Bukan pilihan yg sulit sebenarnya, tapi kekuatan jembatan ini dan dasarnya yg dalam cukup bikin nyali ciut. Satu persatu kami melintas, ternyata cukup aman walaupun jembatan terasa bergoyang. Selepas jalur kecil kami bertemu dengan jalur jalan desa, dimana bebatuan kecil dan pasir menjadi penghias. Terasa sekali perbedaan ban pacul dan ban plontos
Chapter 8, End of Journey (was it..?)

— Permintaan a —
Laporkan secara utuh setiap baris dalam daftar yang memuat kata "plant".

— Daftar yang Disediakan —
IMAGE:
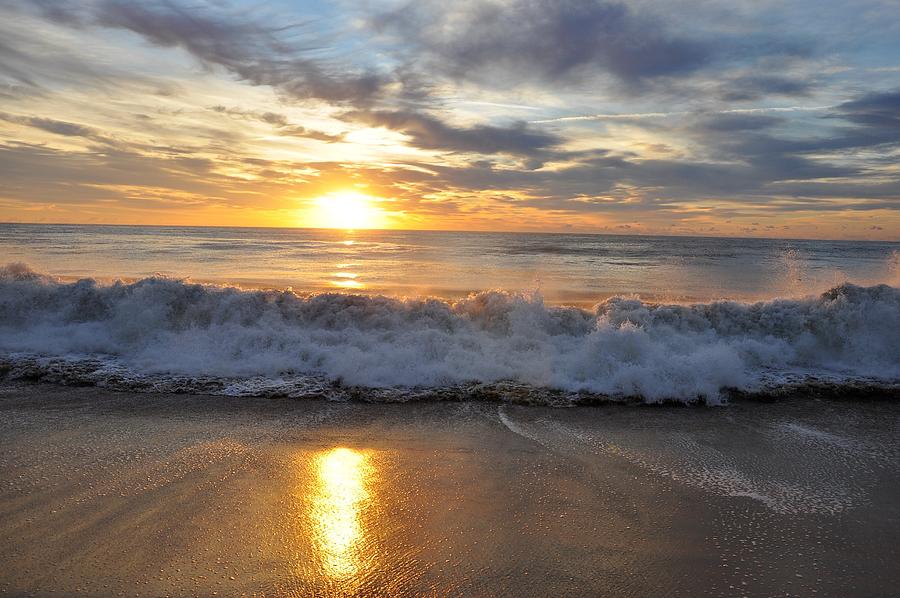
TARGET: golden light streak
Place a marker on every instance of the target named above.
(342, 479)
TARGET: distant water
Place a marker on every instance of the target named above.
(566, 269)
(384, 315)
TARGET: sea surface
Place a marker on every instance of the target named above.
(398, 315)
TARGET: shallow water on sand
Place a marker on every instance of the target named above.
(161, 494)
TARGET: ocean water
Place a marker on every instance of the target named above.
(391, 315)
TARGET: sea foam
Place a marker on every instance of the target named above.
(235, 341)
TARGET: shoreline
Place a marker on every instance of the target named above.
(110, 492)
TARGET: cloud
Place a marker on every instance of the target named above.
(548, 41)
(280, 122)
(876, 109)
(427, 132)
(51, 125)
(253, 51)
(756, 87)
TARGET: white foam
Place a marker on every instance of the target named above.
(625, 347)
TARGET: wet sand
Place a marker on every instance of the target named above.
(107, 493)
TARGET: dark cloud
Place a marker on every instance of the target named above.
(876, 110)
(427, 132)
(280, 121)
(566, 40)
(738, 122)
(255, 52)
(532, 39)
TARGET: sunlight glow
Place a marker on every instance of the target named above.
(348, 210)
(342, 475)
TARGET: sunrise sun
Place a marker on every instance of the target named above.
(347, 210)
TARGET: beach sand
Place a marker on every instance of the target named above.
(108, 493)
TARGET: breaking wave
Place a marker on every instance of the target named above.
(166, 334)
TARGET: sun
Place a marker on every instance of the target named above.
(347, 210)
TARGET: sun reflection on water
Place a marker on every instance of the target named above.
(342, 491)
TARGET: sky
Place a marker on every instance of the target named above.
(696, 117)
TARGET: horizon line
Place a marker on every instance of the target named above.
(430, 230)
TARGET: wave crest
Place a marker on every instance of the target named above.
(165, 328)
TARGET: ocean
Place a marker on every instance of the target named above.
(401, 315)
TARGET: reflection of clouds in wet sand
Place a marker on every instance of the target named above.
(342, 491)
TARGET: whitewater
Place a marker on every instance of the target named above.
(167, 334)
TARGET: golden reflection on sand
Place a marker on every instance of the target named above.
(342, 480)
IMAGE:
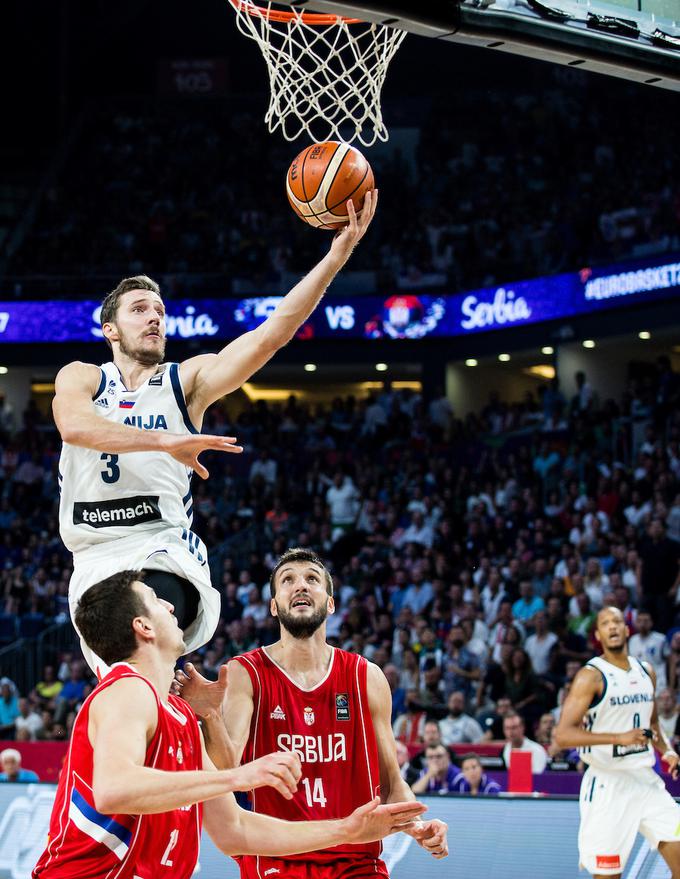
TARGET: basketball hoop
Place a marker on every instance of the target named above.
(326, 72)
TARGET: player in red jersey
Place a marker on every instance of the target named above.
(127, 804)
(330, 707)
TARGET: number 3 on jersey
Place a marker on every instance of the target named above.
(112, 472)
(314, 794)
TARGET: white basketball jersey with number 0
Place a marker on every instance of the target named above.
(627, 702)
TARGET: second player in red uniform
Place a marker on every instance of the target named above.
(330, 707)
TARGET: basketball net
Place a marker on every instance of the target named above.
(326, 73)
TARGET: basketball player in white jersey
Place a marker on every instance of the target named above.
(131, 439)
(610, 715)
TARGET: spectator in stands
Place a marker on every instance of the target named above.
(29, 724)
(491, 720)
(439, 774)
(10, 763)
(72, 693)
(513, 730)
(527, 605)
(669, 718)
(462, 667)
(658, 570)
(522, 686)
(473, 780)
(457, 726)
(540, 645)
(650, 646)
(9, 708)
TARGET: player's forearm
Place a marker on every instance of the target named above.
(92, 432)
(145, 791)
(575, 737)
(220, 747)
(661, 742)
(299, 303)
(256, 834)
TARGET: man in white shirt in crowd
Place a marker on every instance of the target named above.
(540, 644)
(342, 498)
(457, 726)
(492, 595)
(649, 646)
(513, 730)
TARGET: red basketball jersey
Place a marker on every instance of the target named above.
(85, 843)
(330, 728)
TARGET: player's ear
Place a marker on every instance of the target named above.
(110, 332)
(142, 627)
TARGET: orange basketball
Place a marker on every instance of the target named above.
(323, 178)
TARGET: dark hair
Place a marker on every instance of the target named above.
(298, 554)
(104, 616)
(111, 301)
(470, 756)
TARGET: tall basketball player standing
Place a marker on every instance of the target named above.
(131, 438)
(610, 715)
(330, 707)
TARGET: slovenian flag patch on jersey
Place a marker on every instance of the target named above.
(104, 829)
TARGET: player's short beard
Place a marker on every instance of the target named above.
(145, 358)
(302, 627)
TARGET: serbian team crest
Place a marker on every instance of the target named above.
(406, 317)
(342, 706)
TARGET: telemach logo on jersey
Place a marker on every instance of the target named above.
(126, 511)
(342, 706)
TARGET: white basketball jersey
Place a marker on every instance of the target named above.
(106, 496)
(627, 701)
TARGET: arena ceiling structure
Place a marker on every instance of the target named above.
(637, 40)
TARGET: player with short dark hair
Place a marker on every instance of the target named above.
(131, 438)
(331, 707)
(610, 715)
(128, 802)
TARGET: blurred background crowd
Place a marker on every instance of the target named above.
(469, 556)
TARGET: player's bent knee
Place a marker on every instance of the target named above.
(181, 594)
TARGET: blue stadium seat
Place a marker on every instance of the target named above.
(9, 629)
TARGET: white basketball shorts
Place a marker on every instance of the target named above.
(174, 550)
(615, 806)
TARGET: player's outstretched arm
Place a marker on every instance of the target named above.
(659, 738)
(238, 832)
(123, 718)
(208, 377)
(430, 835)
(570, 733)
(226, 710)
(79, 425)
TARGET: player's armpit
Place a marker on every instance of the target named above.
(393, 787)
(74, 389)
(238, 708)
(122, 721)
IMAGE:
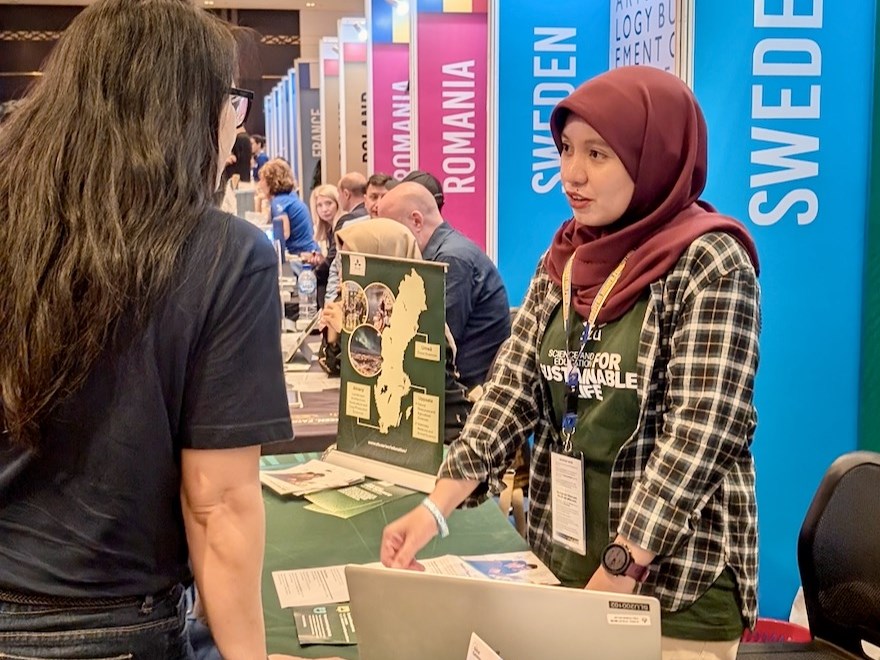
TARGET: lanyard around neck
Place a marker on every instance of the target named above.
(572, 381)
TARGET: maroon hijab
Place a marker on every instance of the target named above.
(652, 121)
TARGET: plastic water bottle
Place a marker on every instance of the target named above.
(307, 287)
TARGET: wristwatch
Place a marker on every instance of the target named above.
(617, 560)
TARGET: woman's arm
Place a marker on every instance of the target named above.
(225, 528)
(709, 416)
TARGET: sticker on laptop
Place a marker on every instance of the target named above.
(629, 619)
(479, 650)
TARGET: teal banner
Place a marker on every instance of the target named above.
(785, 87)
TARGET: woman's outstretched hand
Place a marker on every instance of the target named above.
(404, 537)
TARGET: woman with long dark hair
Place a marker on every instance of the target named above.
(141, 363)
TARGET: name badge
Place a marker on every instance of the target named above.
(567, 502)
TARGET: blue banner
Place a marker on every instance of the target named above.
(541, 57)
(292, 138)
(786, 97)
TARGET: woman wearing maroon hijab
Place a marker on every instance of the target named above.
(632, 361)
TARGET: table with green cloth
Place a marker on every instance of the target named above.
(297, 538)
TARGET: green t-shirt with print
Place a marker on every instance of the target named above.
(608, 413)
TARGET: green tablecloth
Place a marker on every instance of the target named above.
(296, 538)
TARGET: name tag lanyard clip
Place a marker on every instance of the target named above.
(572, 380)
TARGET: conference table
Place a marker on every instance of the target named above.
(314, 415)
(297, 538)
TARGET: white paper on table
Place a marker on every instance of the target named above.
(511, 566)
(309, 382)
(449, 565)
(479, 650)
(311, 586)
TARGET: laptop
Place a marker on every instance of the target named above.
(401, 615)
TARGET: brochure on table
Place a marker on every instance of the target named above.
(391, 409)
(307, 587)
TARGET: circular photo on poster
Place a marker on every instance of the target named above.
(365, 350)
(354, 306)
(380, 302)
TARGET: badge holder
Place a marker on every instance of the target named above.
(567, 480)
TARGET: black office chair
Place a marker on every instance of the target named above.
(839, 562)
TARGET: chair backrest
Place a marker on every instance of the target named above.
(839, 553)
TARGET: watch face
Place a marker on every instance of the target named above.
(615, 559)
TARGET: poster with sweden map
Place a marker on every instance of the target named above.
(393, 360)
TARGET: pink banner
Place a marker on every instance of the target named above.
(392, 152)
(452, 108)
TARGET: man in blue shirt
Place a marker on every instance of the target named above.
(477, 309)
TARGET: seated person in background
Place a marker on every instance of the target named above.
(377, 186)
(352, 188)
(384, 237)
(477, 310)
(260, 157)
(276, 181)
(431, 182)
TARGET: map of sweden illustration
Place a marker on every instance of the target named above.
(393, 383)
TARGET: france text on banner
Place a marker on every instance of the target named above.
(309, 124)
(329, 90)
(450, 126)
(540, 59)
(390, 148)
(353, 95)
(292, 137)
(777, 88)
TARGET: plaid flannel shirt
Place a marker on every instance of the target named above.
(683, 485)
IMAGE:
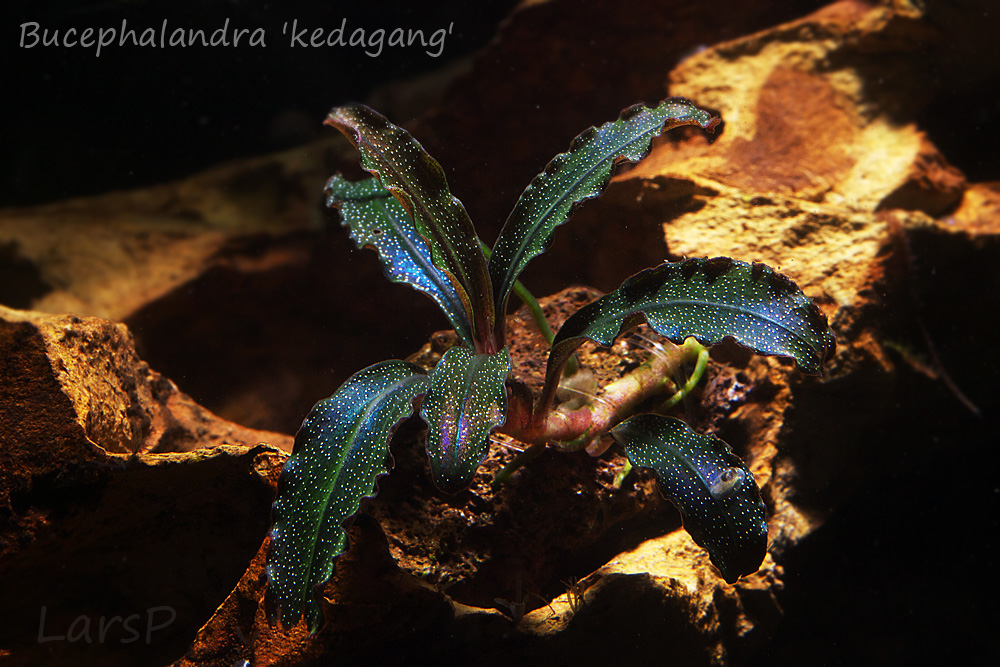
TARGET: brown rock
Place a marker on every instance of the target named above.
(97, 520)
(822, 171)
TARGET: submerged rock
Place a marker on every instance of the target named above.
(823, 170)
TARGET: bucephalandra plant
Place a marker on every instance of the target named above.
(425, 239)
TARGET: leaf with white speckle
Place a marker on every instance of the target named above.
(581, 173)
(467, 399)
(709, 299)
(419, 183)
(713, 490)
(377, 220)
(340, 450)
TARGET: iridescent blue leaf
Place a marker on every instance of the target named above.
(420, 185)
(713, 490)
(377, 220)
(709, 299)
(340, 450)
(467, 399)
(575, 176)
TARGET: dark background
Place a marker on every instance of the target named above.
(879, 584)
(77, 124)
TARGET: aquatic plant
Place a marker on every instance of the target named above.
(425, 238)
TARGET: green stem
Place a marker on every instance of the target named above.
(531, 302)
(696, 375)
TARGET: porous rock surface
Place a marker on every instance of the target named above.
(821, 171)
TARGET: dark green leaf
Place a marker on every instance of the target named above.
(419, 183)
(711, 487)
(578, 175)
(377, 220)
(709, 299)
(466, 401)
(340, 450)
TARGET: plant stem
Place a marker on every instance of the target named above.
(530, 301)
(573, 430)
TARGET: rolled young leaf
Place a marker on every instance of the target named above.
(377, 220)
(713, 490)
(578, 175)
(340, 450)
(467, 399)
(419, 183)
(709, 299)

— Permintaan b —
Menurut kutipan, apa yang menjadi penghias jalur jalan desa?

— Jawaban Tertulis a —
TARGET: bucephalandra plant
TARGET: aquatic plant
TARGET: plant stem

— Jawaban Tertulis b —
Bebatuan kecil dan pasir.